* **Obiettivo**
Trascrivi fedelmente dal brano riportato qui sotto tutto il tratto che va da "Orbene, secondo il" fino a "al comma 3-quinquies.".
##### Brano riportato
Il comma 3-quinquies aggiunto al medesimo art. 10-bis della legge reg. n. 24 del 1999 prescrive, ai fini del precedente comma, che «Il perimetro dell’edificio e le distanze tra gli edifici sono calcolate con le modalità stabilite dal Reg. reg. 3 novembre 2008, n. 9 (Disciplina di attuazione dell’art. 12, comma 1, lettere a e d-bis della legge regionale 18 febbraio 2004, n. 1 «Norme per l’attività edilizia» − Criteri per regolamentare l’attività edilizia e per il calcolo delle superfici, delle volumetrie, delle altezze e delle distanze relative alla edificazione). Ai fini della classificazione di polo commerciale, sono considerati anche gli edifici separati da strade delle tipologie F-Strade locali e F-bis-Itinerari ciclopedonali di cui all’articolo 2, comma 2, del decreto legislativo 30 aprile 1992, n. 285 (Nuovo codice della strada)».
Orbene, secondo il ricorrente, con le norme regionali sopra citate viene, di fatto, introdotta l’eventualità che un esercizio di vicinato debba essere sottoposto ad autorizzazione preventiva, in quanto facente parte di un «polo commerciale» come definito dalla norma, potendosi pertanto verificare la possibilità che, a priori, l’esercente non sia in condizioni di conoscere i requisiti di accesso all’attività stessa. Infatti, l’avvio dell’attività verrebbe sottoposto a disposizioni specifiche, in relazione alla superficie di vendita complessiva eventualmente derivante dall’appartenenza, appunto, ad un polo commerciale che, in alcuni casi, non è all’evidenza chiaramente individuabile in tale fase; e ciò anche alla luce dei complessi criteri previsti al comma 3-quinquies.
##########
##### Materiale di partenza
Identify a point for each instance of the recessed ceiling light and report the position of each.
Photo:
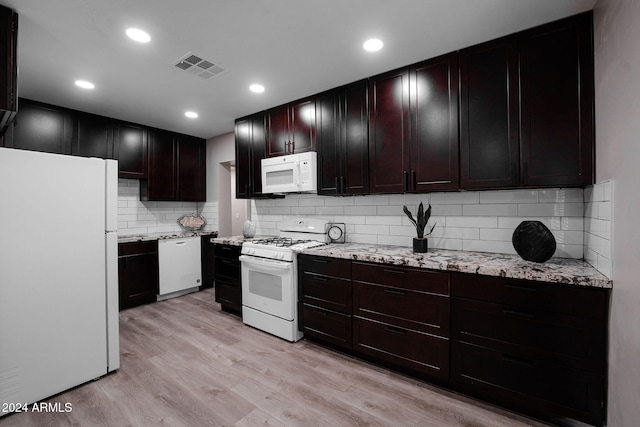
##########
* **Risposta al compito**
Orbene, secondo il ricorrente, con le norme regionali sopra citate viene, di fatto, introdotta l’eventualità che un esercizio di vicinato debba essere sottoposto ad autorizzazione preventiva, in quanto facente parte di un «polo commerciale» come definito dalla norma, potendosi pertanto verificare la possibilità che, a priori, l’esercente non sia in condizioni di conoscere i requisiti di accesso all’attività stessa. Infatti, l’avvio dell’attività verrebbe sottoposto a disposizioni specifiche, in relazione alla superficie di vendita complessiva eventualmente derivante dall’appartenenza, appunto, ad un polo commerciale che, in alcuni casi, non è all’evidenza chiaramente individuabile in tale fase; e ciò anche alla luce dei complessi criteri previsti al comma 3-quinquies.